** Source document **
In the latter two scenarios, it is reasonable to assume that compilation may happen during the final pipeline build and compilation would spuriously fail if the source module was only defined by identifier and the final PSO did not exist in cache. If we do not allow compilation to fail with VK_PIPELINE_CREATE_FAIL_ON_COMPILE_REQUIRED_BIT here, it would not be safe to return VK_SUCCESS from the library creation step, which would be unfortunate.

For scenarios where the implementation may generate code later, we require that any pipeline libraries which were created with identifiers inherit the requirement of using VK_PIPELINE_CREATE_FAIL_ON_COMPILE_REQUIRED_BIT. This allows applications to speculatively create link-time optimized pipelines from identifiers only as well as ray-tracing pipelines from libraries.

Should there be stronger guarantees on when pipeline compilation with identifier must succeed?

NO.

The existing proposal gives a lot of lee-way for implementations to spuriously fail compilation when module is VK_NULL_HANDLE. It might be possible to give stronger guarantees with tighter spec language?

CTS testing will report quality warnings if identifiers cannot be used with VkPipelineCache, as there is no good excuse why an implementation should not be able to satisfy those pipelines.

Further Functionality

N/A

** Written exercise 1 **
Translate this sentence from the text on pipeline identifiers into Spanish: "CTS testing will report quality warnings if identifiers cannot be used with VkPipelineCache, as there is no good excuse why an implementation should not be able to satisfy those pipelines."
The text and the listing are unrelated material.

** Input data **
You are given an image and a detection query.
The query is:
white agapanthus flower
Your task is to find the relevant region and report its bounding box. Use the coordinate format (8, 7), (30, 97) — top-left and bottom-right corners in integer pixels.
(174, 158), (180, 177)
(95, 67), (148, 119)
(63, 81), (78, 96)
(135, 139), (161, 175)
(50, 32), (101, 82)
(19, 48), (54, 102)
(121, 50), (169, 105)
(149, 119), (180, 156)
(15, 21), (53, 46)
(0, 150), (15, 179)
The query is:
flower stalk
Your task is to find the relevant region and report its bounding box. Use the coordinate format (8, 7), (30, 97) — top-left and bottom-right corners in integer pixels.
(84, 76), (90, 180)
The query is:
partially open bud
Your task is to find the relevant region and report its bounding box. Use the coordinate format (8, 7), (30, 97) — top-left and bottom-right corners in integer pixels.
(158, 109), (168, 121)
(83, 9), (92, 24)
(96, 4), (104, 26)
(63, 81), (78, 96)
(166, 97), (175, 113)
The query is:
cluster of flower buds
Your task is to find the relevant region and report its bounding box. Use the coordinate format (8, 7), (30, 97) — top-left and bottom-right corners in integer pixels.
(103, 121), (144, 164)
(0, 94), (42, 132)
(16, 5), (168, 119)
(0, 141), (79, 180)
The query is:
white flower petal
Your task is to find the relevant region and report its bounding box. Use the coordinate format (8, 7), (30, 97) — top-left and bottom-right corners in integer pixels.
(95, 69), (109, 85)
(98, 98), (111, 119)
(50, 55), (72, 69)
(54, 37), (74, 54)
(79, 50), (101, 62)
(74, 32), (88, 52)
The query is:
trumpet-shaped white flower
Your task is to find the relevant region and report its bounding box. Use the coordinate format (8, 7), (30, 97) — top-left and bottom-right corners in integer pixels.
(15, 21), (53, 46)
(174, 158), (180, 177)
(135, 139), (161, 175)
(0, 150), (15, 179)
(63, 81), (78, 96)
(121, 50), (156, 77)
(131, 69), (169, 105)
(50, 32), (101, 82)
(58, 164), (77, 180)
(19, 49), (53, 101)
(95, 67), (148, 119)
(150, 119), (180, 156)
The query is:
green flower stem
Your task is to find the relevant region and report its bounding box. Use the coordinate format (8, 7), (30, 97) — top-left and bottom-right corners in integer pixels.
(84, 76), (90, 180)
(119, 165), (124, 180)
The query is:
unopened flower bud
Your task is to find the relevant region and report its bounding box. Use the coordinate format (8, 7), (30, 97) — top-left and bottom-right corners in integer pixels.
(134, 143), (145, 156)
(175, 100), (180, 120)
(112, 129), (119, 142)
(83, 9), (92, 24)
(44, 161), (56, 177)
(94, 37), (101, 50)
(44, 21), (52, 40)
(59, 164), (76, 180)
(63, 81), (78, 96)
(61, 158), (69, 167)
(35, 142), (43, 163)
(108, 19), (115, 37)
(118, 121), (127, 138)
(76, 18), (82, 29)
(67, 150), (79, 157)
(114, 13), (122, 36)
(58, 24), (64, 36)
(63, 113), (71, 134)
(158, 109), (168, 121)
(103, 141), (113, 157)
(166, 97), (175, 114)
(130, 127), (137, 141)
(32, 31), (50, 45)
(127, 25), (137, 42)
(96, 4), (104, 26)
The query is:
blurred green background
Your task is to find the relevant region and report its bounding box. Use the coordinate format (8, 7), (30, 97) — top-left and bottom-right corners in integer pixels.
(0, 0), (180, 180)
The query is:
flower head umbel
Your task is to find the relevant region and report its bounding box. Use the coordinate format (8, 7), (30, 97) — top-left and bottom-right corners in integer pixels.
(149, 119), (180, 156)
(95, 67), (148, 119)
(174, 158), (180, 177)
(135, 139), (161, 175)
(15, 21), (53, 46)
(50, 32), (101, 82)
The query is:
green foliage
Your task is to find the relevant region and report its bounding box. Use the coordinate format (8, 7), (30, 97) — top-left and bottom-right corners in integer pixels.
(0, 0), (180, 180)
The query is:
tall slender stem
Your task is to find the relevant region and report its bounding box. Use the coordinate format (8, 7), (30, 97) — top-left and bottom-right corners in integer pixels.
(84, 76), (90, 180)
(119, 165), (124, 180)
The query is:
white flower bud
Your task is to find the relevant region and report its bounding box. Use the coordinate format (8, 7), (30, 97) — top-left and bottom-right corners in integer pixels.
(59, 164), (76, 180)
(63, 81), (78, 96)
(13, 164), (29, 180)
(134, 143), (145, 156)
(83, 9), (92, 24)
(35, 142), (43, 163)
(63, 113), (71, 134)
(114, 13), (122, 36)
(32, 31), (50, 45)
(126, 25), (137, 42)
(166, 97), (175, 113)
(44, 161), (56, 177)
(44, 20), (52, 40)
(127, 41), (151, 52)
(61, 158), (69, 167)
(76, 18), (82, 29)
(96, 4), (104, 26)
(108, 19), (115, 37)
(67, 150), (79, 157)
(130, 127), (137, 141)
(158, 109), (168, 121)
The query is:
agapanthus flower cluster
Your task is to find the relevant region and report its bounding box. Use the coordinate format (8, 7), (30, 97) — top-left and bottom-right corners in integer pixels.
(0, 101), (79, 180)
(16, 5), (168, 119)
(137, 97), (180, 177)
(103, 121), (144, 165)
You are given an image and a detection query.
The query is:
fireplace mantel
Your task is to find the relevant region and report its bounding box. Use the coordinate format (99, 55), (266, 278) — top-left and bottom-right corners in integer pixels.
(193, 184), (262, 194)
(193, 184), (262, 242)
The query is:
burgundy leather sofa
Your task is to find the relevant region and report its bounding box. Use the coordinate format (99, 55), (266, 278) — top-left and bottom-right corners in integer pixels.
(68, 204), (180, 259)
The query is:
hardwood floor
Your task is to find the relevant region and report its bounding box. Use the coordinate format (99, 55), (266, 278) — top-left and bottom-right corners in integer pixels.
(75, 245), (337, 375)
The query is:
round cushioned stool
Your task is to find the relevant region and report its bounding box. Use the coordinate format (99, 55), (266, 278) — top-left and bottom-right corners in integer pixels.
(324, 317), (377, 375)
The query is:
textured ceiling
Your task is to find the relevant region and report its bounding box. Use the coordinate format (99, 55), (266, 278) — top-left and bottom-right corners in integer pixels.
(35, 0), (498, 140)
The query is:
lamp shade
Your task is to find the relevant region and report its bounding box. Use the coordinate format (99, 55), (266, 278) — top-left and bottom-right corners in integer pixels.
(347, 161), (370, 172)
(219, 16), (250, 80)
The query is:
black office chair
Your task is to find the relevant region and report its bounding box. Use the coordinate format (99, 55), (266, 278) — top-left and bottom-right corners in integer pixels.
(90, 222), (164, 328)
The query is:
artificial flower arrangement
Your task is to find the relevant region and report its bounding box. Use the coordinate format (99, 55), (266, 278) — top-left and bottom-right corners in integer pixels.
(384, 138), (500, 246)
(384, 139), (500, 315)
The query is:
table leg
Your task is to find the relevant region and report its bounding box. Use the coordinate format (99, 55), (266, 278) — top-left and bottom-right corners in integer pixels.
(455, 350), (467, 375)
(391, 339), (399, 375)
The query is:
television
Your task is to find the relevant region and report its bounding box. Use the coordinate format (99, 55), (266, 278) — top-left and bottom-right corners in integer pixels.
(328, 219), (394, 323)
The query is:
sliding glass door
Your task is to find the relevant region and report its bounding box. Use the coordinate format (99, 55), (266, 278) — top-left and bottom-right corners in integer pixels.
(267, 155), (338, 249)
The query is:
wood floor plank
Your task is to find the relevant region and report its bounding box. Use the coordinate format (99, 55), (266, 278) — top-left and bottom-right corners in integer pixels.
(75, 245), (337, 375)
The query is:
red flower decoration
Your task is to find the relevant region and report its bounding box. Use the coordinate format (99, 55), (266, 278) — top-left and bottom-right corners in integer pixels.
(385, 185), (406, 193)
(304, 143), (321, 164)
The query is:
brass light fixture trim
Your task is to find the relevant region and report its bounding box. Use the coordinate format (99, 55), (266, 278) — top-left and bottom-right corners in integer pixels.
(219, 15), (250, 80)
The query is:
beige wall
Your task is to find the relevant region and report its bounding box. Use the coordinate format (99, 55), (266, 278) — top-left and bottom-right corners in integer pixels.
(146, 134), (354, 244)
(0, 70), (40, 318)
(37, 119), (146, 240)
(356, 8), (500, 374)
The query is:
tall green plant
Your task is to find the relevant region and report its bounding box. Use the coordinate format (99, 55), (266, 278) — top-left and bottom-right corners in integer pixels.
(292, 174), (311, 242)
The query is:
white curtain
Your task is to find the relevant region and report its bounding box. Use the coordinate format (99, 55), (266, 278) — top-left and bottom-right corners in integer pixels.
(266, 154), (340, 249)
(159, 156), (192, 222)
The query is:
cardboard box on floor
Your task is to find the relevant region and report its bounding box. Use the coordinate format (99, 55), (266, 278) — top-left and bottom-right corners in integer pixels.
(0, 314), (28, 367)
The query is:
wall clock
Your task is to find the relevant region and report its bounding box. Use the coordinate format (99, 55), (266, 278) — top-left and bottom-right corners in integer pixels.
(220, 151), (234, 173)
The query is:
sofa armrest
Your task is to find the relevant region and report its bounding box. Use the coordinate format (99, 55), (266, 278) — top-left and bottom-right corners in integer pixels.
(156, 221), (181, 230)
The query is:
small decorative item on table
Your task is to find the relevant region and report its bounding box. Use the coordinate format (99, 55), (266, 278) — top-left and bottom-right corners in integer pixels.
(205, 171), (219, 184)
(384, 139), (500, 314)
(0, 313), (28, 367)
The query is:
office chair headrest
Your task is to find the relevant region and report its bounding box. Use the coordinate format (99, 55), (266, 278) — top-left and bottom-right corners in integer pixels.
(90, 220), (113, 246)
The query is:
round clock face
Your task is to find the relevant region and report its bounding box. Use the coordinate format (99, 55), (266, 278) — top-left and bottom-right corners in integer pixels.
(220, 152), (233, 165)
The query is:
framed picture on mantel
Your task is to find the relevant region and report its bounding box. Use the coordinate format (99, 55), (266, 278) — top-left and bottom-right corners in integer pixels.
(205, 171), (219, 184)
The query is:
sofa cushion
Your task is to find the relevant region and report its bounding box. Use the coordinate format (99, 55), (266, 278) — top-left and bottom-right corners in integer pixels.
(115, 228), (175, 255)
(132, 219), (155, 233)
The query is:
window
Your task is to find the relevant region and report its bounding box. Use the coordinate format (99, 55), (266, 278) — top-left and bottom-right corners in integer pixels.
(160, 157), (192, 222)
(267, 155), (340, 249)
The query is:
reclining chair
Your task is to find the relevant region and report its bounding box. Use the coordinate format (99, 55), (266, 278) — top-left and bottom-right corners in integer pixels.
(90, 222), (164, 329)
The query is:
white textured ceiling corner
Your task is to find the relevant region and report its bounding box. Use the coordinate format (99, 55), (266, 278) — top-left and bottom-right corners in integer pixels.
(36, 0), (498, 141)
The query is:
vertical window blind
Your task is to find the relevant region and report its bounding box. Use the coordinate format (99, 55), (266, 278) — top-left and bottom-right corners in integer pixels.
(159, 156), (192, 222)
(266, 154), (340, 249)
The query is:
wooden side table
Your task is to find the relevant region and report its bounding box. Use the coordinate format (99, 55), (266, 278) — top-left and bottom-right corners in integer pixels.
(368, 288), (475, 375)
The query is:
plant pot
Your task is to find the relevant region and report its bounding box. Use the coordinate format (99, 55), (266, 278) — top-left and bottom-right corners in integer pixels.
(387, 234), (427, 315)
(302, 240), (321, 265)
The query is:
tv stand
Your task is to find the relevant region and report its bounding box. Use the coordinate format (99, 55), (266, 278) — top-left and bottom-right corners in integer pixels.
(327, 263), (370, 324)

** Written exercise 2 **
Extract each line of the listing that contains the string "table", matching case exactly.

** Problem solution 1 **
Las pruebas de CTS informarán advertencias de calidad si los identificadores no pueden usarse con VkPipelineCache, ya que no hay ninguna buena excusa para que una implementación no pueda satisfacer esos pipelines.

** Problem solution 2 **
table leg
small decorative item on table
wooden side table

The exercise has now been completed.